**Tasks:**
- a) Translate this sentence from the post about the UTF-8 encoding problem into Spanish: "Below is additional info about my server."
- b) Reproduce the part of the post about the UTF-8 encoding problem that starts with "Somehow something is" and goes on through "about my server.", keeping every character unchanged.

**Supplied text:**
<<<<

Tamer Embaby
2007-04-04 08:59:37 UTC
All,
I have character encoding problem with my environment:
$ uname -a
SunOS vulcano 5.10 Generic_118844-26 i86pc i386 i86pc
Server: Apache/2.0.58 (Unix) mod_perl/2.0.3 Perl/v5.8.4
I'm hosting commercial application using mod_perl, the site we are
dealing with has Arabic character so I changed the following in Apache
to add support for UTF-8 charset:
AddDefaultCharset UTF-8
The application itself doesn't handle character set encoding as I
verified
with the vendor that they don't have anything to do with character
encoding
and they verified that their application is working fine in the same
settings so that the problem is with my environment.
Somehow something is transforming characters with encoding above 0x7f to
HTML character entities &#XX; so that the document with Arabic letters
arrive to the browser corrupted.
I started to suspect it's something either with Apache or mod_perl that
is
doing that, Apache itself is capable of serving static files with UTF-8
encoding correctly (without transforming UTF-8 character to HTML char
entities).
Below is additional info about my server.
Would anyone have an idea about what might be causing this? And how to
correct it.
I have a hunch that it's something to do with the Locale passed to the
mod_perl that I should be using "PerlPassEnv LANG" or something.
Any pointers are appreciated.
Thanks,
Tamer
----- INFO BEGIN -----
$ ../../bin/apachectl -l
Compiled in modules:
core.c
mod_access.c
mod_auth.c
mod_include.c
mod_log_config.c
mod_env.c
mod_setenvif.c
prefork.c
http_core.c
mod_mime.c
mod_status.c
mod_autoindex.c
mod_asis.c
mod_cgi.c
mod_negotiation.c
mod_dir.c
mod_imap.c
mod_actions.c
mod_userdir.c
mod_alias.c
mod_so.c
$ locale -a
C
POSIX
de
es
fi
fr
iso_8859_1
nl
ru
sl
$ locale
LANG=C
LC_CTYPE="C"
LC_NUMERIC="C"
LC_TIME="C"
LC_COLLATE="C"
LC_MONETARY="C"
LC_MESSAGES="C"

>>>>

**Records supplied:**
<<<<

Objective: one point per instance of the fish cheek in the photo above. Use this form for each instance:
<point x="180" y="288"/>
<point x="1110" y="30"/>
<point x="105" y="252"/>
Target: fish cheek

>>>>

**Task results:**
- a) A continuación hay información adicional sobre mi servidor.

- b)
Somehow something is transforming characters with encoding above 0x7f to
HTML character entities &#XX; so that the document with Arabic letters
arrive to the browser corrupted.
I started to suspect it's something either with Apache or mod_perl that
is
doing that, Apache itself is capable of serving static files with UTF-8
encoding correctly (without transforming UTF-8 character to HTML char
entities).
Below is additional info about my server.